Integrative medicine is essentially having a cross-talk between the traditional medicine and the usual care that we give with what we call allopathic medicine. Until now there is a clear divide – one does not see the value of the other. Then we think they have a very complementary role. So, just to give you an example, in cancer prevention we know that obesity is a risk factor for cancer and is probably associated with 5-8% of all cancers but then there is a lot of inequity in terms of people having access to services like doing exercise, having physical activities to avoid obesity. In fact, there is evidence to say that men and women with less education tend to be overweight, tend to have more obesity.
So how do we address this challenge? We think the traditional and complementary medicines have wonderful opportunities like yoga, there are other mind and body exercises that are proved to reduce obesity. There are certainly even studies that have shown that they have value in other ways like improving quality of life of cancer patients also. So how do we integrate this kind of traditional medicine into the routine cancer prevention activities? That is one example of prevention.

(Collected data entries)

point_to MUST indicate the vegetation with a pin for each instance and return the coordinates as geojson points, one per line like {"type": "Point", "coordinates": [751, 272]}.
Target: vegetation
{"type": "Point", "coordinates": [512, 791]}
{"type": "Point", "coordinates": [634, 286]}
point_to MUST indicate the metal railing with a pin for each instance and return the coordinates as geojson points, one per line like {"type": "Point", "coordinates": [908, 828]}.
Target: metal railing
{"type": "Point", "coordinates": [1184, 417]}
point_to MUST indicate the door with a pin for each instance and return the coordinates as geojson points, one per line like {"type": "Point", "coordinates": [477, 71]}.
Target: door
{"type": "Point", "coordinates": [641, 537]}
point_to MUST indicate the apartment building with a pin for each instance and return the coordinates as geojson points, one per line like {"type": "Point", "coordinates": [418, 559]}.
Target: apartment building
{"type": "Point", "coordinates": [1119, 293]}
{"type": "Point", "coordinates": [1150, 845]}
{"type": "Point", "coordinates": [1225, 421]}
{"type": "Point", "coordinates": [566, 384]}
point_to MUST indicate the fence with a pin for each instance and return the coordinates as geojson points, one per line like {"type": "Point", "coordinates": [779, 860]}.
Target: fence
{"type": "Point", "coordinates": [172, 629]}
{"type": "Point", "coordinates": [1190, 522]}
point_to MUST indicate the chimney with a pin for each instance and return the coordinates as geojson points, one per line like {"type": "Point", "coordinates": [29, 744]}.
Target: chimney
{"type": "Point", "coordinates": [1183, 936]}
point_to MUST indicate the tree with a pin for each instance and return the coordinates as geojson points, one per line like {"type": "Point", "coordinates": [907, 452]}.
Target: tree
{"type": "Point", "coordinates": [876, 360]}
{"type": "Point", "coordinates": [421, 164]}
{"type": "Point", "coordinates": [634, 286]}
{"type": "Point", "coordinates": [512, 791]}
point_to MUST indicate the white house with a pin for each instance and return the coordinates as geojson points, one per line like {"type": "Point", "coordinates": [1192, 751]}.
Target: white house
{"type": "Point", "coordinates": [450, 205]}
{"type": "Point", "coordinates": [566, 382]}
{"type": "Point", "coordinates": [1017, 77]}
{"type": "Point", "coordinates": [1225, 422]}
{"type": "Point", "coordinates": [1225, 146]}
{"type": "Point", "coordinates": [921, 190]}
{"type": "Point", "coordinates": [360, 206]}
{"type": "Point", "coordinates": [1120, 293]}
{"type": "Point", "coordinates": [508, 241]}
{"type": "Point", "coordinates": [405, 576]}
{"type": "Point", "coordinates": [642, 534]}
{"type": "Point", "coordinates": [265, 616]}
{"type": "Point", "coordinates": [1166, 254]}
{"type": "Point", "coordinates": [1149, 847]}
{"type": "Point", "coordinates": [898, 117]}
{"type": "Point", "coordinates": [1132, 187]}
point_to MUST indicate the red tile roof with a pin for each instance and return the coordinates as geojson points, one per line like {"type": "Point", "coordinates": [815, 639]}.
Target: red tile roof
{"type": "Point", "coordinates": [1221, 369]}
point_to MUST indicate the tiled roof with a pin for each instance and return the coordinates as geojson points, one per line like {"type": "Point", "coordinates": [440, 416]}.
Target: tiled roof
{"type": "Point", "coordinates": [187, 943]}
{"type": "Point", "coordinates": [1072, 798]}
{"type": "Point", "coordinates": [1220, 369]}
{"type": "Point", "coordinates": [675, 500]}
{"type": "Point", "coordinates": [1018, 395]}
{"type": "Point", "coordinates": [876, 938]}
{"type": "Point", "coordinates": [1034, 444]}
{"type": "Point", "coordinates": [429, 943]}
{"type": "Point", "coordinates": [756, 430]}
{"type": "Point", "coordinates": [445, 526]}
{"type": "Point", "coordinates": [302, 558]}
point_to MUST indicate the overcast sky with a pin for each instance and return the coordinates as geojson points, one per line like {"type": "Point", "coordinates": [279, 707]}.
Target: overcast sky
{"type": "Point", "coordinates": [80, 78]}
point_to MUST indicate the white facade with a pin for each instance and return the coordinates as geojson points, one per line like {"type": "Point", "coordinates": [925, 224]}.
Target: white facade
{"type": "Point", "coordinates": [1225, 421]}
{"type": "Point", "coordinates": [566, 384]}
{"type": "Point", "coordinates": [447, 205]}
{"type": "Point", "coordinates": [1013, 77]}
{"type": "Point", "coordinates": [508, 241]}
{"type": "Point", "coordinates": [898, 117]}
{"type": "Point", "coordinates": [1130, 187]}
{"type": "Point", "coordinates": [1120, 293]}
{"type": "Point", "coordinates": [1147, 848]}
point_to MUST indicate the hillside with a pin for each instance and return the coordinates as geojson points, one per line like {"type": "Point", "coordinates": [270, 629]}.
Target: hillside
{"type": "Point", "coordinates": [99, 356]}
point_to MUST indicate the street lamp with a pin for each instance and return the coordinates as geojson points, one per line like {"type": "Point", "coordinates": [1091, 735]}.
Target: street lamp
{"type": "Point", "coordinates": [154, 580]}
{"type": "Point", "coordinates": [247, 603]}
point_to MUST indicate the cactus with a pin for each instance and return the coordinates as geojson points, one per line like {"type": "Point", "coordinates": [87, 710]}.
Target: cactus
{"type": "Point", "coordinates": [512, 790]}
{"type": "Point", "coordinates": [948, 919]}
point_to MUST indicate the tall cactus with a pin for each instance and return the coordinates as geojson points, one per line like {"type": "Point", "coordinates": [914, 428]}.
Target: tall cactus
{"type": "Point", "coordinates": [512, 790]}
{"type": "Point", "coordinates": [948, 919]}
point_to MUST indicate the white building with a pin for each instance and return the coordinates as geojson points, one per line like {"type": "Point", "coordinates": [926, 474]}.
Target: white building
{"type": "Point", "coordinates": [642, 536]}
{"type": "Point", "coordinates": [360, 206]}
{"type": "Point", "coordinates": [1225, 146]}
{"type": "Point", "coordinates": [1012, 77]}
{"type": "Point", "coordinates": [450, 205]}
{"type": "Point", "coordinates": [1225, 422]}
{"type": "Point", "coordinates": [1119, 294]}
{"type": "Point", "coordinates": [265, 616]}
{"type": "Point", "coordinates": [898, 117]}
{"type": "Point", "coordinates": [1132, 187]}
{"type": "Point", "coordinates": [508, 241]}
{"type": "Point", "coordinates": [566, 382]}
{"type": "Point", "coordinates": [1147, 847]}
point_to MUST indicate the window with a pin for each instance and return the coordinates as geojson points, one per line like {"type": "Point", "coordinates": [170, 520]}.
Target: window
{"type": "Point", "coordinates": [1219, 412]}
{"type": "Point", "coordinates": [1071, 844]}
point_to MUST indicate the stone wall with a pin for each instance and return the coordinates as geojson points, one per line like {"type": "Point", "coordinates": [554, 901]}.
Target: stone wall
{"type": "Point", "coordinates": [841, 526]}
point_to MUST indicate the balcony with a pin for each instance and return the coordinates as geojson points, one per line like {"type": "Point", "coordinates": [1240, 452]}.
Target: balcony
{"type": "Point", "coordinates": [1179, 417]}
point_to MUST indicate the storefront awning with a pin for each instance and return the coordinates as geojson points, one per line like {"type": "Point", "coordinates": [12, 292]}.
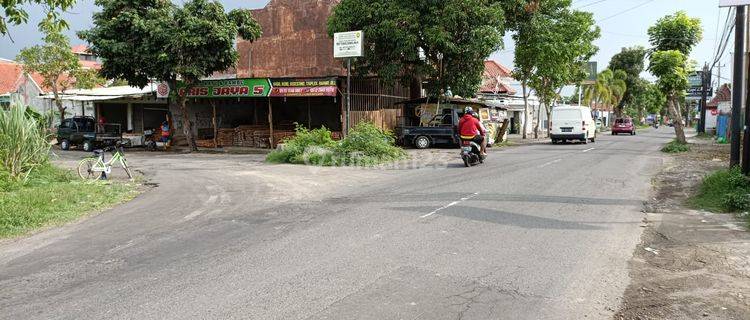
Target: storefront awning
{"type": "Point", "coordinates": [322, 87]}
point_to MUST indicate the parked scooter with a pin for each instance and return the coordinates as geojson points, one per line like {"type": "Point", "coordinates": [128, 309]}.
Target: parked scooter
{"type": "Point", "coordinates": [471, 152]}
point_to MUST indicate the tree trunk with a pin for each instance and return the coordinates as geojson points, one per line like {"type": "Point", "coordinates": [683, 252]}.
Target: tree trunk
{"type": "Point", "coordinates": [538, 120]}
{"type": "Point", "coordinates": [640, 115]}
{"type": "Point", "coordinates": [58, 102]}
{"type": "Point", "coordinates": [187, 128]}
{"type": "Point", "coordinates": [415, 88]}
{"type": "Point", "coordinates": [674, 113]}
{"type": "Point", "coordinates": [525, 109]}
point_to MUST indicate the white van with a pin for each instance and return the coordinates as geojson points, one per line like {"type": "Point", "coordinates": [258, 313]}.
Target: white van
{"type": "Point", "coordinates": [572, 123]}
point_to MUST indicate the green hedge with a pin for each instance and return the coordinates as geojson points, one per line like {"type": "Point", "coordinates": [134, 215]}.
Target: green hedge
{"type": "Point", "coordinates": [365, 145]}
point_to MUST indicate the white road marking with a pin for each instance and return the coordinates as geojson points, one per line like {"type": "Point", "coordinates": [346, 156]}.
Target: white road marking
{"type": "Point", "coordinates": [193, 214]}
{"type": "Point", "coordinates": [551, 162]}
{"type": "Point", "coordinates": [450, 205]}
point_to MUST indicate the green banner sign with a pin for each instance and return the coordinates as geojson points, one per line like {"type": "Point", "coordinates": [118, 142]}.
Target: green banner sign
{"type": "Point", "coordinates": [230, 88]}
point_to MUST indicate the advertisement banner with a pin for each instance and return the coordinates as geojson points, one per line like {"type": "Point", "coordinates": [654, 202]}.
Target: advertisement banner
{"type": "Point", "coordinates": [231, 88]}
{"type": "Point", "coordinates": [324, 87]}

Exercises to complete:
1/ In the integrative medicine text, with what share of all cancers is obesity probably associated?
2/ Resume the integrative medicine text after its last sentence.
The collected data entries are material separate from the integrative medicine text.

Responses by task:
1/ Obesity is probably associated with 5-8% of all cancers.

2/
Similarly, in terms of improving the quality of life of cancer patients, it’s quite well known that cancer patients when they are undergoing treatment, or even after treatment, they have psychological issues like depression, they have loss of sleep. So, all these things have an impact on their care, as well as on their final outcome of cancer treatment. On the other hand, we have quite good evidence to say that traditional and complementary medicine, there are several things: there is massage therapy, there is yoga, acupuncture, that can take care of many such problems that cancer patients have. So how do we integrate these two things? That is going to be my focus of the talk today.
Essentially what I will argue is that instead of having this kind of divide which is there in many countries, even the Ministry of Health is divided across the lines, two lines, that has to be an integration starting from the policy level, starting from the governance level. Then the trust-building is very, very important between the two segments of practitioners of traditional medicine and the routine allopathic medicine.
How is integrative oncology an effective tool to enhance cancer prevention and treatment in LMICs?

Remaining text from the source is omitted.